Exercise task A
Sift out and copy every line of the records below that contains the string "blurred", treating uppercase and lowercase letters as distinct.

Quoted text
I have seen these boats on line and have read much about them. I have called the new company in CAN that owns the mold and is building new ones. I find these boats very interesting for the space and the (what I have been led to believe simplicity in sailing)...

Growing up in New England I am very familair with the traditional cape cod cat and the like... It seems to me that these boats are designed very differently (hull wise)...

Everything I read about these boats seem very impressive as to the quality of construction.. It seems to me as if they are built for blue water sailing- talking quality... Yet, the sail plan raised some questions... I found one owner in SF CA and heard of one in AK... They do not seem very popular out here (PNW) and I am curious how they hold up to off shore sailing outside the protected islands of WA and Canada (Gulf)...

My thoughts would lead me to think that the cutter rig would be better suited- yet, I am finding many sailing vessels with cutter rigs built with less quality.

If there is anyone in WA state who owns one of these boats I'd love to sail with you. PLease send me an email.. I sail out of Everett, WA...

Over all, my main interest is how does having only ONE sail and a BIG one at that complicate your sailing- (speaking to those who sail or sailed one)...

Data extract
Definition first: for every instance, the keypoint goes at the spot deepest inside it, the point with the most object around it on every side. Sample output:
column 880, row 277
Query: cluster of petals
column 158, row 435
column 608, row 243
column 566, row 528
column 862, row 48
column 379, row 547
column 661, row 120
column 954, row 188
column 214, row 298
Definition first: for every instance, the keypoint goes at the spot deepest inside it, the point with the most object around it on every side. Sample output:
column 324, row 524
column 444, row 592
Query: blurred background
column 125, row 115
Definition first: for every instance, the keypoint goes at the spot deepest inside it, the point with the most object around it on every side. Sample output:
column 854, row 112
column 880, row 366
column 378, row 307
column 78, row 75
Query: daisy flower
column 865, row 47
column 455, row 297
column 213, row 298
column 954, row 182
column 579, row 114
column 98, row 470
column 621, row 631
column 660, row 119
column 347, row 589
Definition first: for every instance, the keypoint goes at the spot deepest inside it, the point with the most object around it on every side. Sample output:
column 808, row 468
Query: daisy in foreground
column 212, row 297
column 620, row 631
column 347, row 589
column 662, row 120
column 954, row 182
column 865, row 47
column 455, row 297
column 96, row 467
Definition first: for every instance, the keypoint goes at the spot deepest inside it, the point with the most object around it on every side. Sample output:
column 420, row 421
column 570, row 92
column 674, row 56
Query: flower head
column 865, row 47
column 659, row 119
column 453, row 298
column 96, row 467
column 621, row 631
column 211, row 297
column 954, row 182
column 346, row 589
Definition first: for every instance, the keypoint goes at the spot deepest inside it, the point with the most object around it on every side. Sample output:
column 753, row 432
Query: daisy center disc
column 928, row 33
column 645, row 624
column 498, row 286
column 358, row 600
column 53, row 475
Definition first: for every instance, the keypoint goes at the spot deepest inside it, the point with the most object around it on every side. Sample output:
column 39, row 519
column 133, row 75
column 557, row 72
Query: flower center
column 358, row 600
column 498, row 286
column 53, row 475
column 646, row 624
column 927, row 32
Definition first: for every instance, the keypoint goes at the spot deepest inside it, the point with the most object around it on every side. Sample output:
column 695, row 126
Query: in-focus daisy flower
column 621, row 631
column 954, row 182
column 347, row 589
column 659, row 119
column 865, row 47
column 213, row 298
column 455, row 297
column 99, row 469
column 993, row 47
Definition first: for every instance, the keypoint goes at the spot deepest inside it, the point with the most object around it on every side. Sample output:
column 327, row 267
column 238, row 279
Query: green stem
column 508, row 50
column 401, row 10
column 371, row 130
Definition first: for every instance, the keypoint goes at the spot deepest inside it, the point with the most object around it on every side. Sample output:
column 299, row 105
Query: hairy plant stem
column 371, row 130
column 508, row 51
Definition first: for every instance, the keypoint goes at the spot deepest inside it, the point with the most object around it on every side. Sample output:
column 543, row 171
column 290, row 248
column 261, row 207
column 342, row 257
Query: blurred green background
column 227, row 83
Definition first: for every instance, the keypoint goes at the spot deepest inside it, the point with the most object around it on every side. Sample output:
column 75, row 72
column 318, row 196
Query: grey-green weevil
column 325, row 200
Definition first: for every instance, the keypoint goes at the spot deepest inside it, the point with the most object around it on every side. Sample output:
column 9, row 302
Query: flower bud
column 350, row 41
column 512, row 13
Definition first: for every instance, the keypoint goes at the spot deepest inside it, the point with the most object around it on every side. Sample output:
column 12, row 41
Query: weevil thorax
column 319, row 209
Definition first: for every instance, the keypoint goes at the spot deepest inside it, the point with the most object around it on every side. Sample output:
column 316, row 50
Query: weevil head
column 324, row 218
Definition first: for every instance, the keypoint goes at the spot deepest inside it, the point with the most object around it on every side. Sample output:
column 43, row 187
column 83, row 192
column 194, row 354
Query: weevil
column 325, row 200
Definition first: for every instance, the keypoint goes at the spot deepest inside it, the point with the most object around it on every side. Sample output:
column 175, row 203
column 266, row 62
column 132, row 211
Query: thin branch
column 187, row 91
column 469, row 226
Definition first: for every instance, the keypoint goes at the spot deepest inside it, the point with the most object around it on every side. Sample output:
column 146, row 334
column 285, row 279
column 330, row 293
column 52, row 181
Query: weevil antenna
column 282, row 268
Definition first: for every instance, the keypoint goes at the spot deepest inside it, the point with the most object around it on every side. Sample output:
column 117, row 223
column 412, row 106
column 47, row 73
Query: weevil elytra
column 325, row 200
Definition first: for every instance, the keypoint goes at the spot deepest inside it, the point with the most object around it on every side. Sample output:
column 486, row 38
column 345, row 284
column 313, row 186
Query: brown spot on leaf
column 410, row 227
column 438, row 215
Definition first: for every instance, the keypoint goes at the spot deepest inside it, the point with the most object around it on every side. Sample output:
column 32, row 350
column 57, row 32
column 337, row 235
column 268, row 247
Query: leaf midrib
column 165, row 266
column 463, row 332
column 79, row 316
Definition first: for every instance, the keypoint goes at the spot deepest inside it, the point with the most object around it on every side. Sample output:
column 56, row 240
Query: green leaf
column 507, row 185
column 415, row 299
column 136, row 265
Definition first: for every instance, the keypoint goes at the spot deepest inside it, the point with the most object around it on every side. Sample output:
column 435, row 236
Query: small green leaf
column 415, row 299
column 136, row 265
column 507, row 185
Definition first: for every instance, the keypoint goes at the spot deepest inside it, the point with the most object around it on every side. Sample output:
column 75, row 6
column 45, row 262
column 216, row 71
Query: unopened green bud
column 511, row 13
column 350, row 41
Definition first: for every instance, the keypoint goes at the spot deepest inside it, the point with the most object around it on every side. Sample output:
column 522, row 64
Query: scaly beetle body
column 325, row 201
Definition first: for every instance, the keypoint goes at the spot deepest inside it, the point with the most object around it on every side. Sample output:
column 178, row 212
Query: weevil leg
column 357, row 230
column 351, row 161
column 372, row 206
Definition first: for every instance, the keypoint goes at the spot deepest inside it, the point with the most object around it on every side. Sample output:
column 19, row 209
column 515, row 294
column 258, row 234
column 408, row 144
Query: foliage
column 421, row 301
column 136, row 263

Exercise task B
Resume the forum post about single-sail boats, writing on from its final sentence.

Task answer A
Query: blurred background
Query: blurred green background

Task answer B
Addressing the post regarding the ICW- I have no desire to sail those waters. If I did, my thinking would be the nonsuch is not a traditional cat boat and would not be the best boat on the ICW- esp further south FL.. My limited sailing in the chesapeak and in the carolinas would tell me that NC has some really rough weather- now that One Big Sail would be worth addressing..


----------



## anchorsaweigh (Aug 19, 2000)

I was out in a Nor'Easter last August and my boat took it just fine. Some really high winds and some good gusts and everything held together except the sail. The sail was 13-years old and was in dire need of replacing anyway.

I put a reef in at around 25 - 30 and a second reef at around 35 or so and everything remains smooth.

I will be the first to admit that it shouldn't be your first choice for blue water cruising, but you could poke your nose out there for a bit without worries.

There are many from up her in New England that find their way offshore to the Caribbean for the winter.

Cheers,

Bob


----------



## blt2ski (May 5, 2005)

I've seen a couple of them. There was a 30 or so footer in Edmonds a while back, but I believe they went to Shilshoal. I've upon occasion seen what appears to be a mid 30'r going to and from Shilshoal to Kingston and back in my sails across to kingston from Edmonds. 

Not sure whom the local dealer is, that might be a start if there is one. if not, hopefully Bob can get you the names off the owners list of those that own them locally. 

It is not my style of boat, but it does have some interesting lines, looks etc. Certainly not for "everyone". 

Marty


----------



## serenity4u2 (Aug 1, 2008)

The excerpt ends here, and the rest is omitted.